We can achieve the same functionality in R by using the system() function:

system("curl -u 'domain\\username' 'smb://host.example.com/share/file.txt'")

Note the double backslash in domain\\username. This escapes the backslash character so that R doesn't interpret it as an escape character in the string. We can capture file contents from the command output into a variable by setting the intern parameter of the system() function to TRUE:

contents <- system("curl -u 'domain\\username' 'smb://host.example.com/share/file.txt'", intern = TRUE)

...or by calling system2() instead, which quotes the command arguments for safety and better handles process redirection between platforms:

contents <- system2('curl', c("-u", "domain\\\\username", "smb://host.example.com/share/file.txt"), stdout = TRUE)

The curl command will still prompt us for a password if required by the remote server. While we can specify a password using -u 'domain\\username:password' to avoid the prompt, doing so exposes the plain-text password in the command string. For a more secure approach, read the section below that describes the usage of a package.

━━━

TO-DO LIST
- A) In the passage on running curl from R, which parameter of system() is set to TRUE to store the command output in a variable?
- B) Using the passage on running curl from R, explain why the username is written as domain\\username with two backslashes.
- C) Write the next part of the passage on running curl from R, picking up after its final sentence.
You can leave the material alone, since none of it is needed here.

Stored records

━━━

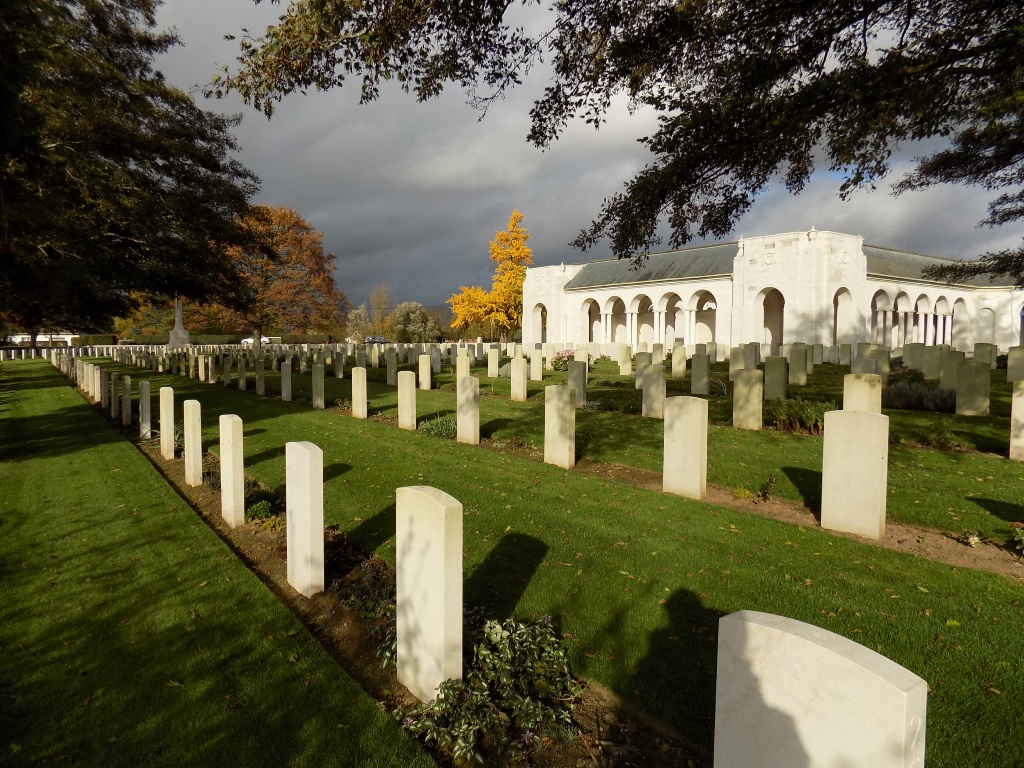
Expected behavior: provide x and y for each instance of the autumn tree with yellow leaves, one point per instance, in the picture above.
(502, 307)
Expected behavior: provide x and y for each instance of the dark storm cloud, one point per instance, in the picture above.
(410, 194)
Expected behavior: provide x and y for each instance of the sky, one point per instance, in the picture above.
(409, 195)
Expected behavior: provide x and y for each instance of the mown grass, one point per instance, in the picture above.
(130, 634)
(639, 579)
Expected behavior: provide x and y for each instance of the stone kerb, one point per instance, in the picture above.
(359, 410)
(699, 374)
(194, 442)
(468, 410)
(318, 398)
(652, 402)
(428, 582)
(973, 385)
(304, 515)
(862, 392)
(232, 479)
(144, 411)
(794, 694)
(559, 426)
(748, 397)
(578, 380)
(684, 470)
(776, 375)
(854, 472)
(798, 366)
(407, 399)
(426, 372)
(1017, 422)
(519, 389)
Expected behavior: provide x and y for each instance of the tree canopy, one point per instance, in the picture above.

━━━

ANSWERS
- A) The intern parameter.

- B) The double backslash escapes the backslash character. That way, R doesn't read it as an escape character inside the string.

- C)
We can also add the -s or --silent flag to the curl command to suppress the progress status output. Note that doing so will also hide error messages, so we may also want to add -S (--show-error) as well. The contents variable will contain a vector of the lines of the file—similar to the value returned by readLines("file.txt")—that we can squash back together using paste(contents, collapse = "\n").

cURL API

While this all works fine, we can improve upon this approach by using a dedicated cURL library. This curl package provides R bindings to libcurl so that we can use the cURL API in our program directly. First we need to install the package:

install.packages("curl")
require("curl")

(Linux users will need to install libcurl development files.)

Then, we can read the remote file into a variable using the curl_fetch_memory() function:

handle <- new_handle()
handle_setopt(handle, username = "domain\\username")
handle_setopt(handle, password = "secret") # If needed
request <- curl_fetch_memory("smb://host.example.com/share/file.txt", handle = handle)
content <- rawToChar(request$content)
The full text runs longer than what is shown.